LISTA DE TAREAS:
**A)** Resume en dos oraciones el texto sobre el último título de Serie A del AC Milan.
**B)** Copia literalmente un fragmento del texto sobre el último título de Serie A del AC Milan. Empieza en las palabras "El Rossoneri conquistó" y detente después de "sueco, Zlatan Ibrahimovic.".

╭─ TEXTO PROPORCIONADO

El Rossoneri conquistó su última Serie A en la temporada 2010/11 con un elenco plagado de figuras y con la holgura de celebrar el título dos fechas antes del final. Un 7 de mayo de 2011, el equipo de Massimiliano Allegri viajó hasta la capital de Italia y dio la vuelta olímpica tras igualar 0 a 0 con Roma en el Olímpico.
Eran otras épocas. Francesco Totti aún jugaba para la Loba que, entre sus filas, tenía al argentino Nicolás Burdisso. No obstante, la escuadra sensación era el AC Milan que plantó un once inicial tan nostálgico como maravilloso a la vista. De aquél plantel a hoy, el único que podría repetir sería solamente el sueco, Zlatan Ibrahimovic.
En Roma, la última vez que el Rossoneri ganó un título de Serie A, el entrenador alistó el siguiente elenco titular: Abbiati, Nesta, Zambrotta, Abate, Thiago Silva, Van Bommel, Gattuso, Seedorf, Kevin-Prince Boateng, Robinho y, el inconfundible, Ibrahimovic.
Por si quedaban algunas dudas, en el banco de suplentes, Allegri tenía a Amelia, Ambrosini, Alexandre Pato, Bonera, Cassano, un tal Andrea Pirlo, y el colombiano Mario Yepes. De ahí en adelante, los de Lombardía nunca más ganaron un campeonato de la elite italiana aunque esta tardenoche soñarán con dar la nota en casa de Sassuolo para quedar en la historia y permitir que se cuelgue el recuerdo de ese equipo de la temporada 2010/11.

╰─
╭─ FRAGMENTOS DE DATOS

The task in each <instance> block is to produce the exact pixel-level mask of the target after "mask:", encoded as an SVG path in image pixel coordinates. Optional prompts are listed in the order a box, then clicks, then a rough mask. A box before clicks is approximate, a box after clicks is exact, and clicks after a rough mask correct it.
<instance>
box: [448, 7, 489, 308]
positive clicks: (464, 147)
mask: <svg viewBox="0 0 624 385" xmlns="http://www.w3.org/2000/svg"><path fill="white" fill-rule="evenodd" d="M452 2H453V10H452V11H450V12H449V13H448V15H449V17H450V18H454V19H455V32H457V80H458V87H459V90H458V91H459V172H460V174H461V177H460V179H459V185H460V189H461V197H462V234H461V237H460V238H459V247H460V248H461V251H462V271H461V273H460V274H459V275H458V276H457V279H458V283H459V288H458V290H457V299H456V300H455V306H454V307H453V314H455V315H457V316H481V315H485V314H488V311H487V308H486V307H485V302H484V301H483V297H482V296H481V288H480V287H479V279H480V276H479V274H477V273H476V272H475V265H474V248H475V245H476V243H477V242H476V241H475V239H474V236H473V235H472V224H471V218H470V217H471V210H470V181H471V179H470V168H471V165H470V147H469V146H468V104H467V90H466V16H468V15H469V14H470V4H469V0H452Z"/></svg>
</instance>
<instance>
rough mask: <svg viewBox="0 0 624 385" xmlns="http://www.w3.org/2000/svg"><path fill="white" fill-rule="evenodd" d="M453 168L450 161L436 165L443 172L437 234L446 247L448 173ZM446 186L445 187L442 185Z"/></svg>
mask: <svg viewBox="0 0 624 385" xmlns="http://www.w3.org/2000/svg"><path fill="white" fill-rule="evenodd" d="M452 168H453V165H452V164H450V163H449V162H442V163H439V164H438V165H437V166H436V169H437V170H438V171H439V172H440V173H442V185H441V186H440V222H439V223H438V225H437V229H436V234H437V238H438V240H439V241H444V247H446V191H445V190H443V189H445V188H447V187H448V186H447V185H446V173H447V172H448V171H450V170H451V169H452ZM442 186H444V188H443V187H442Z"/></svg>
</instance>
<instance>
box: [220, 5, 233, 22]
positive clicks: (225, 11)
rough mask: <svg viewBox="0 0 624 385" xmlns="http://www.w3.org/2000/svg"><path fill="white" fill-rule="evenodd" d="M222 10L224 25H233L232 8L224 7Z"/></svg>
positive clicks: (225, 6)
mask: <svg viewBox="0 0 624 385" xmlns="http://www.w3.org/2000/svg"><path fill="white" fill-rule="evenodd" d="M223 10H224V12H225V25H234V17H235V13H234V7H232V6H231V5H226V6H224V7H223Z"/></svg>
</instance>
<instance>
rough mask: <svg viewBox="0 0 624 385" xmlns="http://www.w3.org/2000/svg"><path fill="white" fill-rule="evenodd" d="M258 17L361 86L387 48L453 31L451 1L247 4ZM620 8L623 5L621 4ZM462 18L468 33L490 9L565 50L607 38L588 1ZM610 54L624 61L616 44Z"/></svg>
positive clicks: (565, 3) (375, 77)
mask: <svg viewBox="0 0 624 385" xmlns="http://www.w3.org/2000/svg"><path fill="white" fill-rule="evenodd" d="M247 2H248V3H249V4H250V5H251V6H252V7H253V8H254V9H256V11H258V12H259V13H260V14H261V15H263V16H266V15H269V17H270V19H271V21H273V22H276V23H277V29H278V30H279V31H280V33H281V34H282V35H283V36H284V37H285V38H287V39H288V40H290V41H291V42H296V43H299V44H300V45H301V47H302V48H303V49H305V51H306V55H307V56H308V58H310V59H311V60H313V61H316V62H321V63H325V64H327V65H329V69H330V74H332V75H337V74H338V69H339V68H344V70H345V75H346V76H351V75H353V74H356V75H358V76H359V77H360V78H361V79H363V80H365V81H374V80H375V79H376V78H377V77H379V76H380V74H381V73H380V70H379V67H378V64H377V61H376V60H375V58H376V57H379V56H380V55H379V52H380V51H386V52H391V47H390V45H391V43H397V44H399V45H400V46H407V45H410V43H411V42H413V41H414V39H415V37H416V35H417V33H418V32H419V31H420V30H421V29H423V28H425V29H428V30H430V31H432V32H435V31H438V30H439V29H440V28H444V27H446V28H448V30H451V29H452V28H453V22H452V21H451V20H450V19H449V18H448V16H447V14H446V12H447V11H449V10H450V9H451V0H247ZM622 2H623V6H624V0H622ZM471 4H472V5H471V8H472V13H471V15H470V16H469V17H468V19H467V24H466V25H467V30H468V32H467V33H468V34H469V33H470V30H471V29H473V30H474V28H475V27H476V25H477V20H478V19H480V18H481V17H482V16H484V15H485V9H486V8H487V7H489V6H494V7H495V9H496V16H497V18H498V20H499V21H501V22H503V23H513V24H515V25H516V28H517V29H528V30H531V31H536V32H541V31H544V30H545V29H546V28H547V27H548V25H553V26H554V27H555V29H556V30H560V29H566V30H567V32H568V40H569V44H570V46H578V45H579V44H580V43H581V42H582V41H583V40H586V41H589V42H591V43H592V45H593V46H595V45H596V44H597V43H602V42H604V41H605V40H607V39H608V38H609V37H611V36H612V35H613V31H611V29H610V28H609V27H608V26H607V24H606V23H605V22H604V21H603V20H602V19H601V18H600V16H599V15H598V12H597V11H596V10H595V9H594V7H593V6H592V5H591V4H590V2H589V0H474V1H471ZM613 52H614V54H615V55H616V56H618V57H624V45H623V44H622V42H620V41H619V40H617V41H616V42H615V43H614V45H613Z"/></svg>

╰─

RESPUESTAS EN ORDEN:
**A)** El AC Milan de Massimiliano Allegri ganó su última Serie A en la temporada 2010/11 y celebró el título dos fechas antes del final, tras empatar 0 a 0 con Roma en el Olímpico el 7 de mayo de 2011. Desde entonces, el club de Lombardía no volvió a ganar un campeonato de la elite italiana, y de aquel plantel solo Zlatan Ibrahimovic podría repetir.

**B)**
El Rossoneri conquistó su última Serie A en la temporada 2010/11 con un elenco plagado de figuras y con la holgura de celebrar el título dos fechas antes del final. Un 7 de mayo de 2011, el equipo de Massimiliano Allegri viajó hasta la capital de Italia y dio la vuelta olímpica tras igualar 0 a 0 con Roma en el Olímpico.
Eran otras épocas. Francesco Totti aún jugaba para la Loba que, entre sus filas, tenía al argentino Nicolás Burdisso. No obstante, la escuadra sensación era el AC Milan que plantó un once inicial tan nostálgico como maravilloso a la vista. De aquél plantel a hoy, el único que podría repetir sería solamente el sueco, Zlatan Ibrahimovic.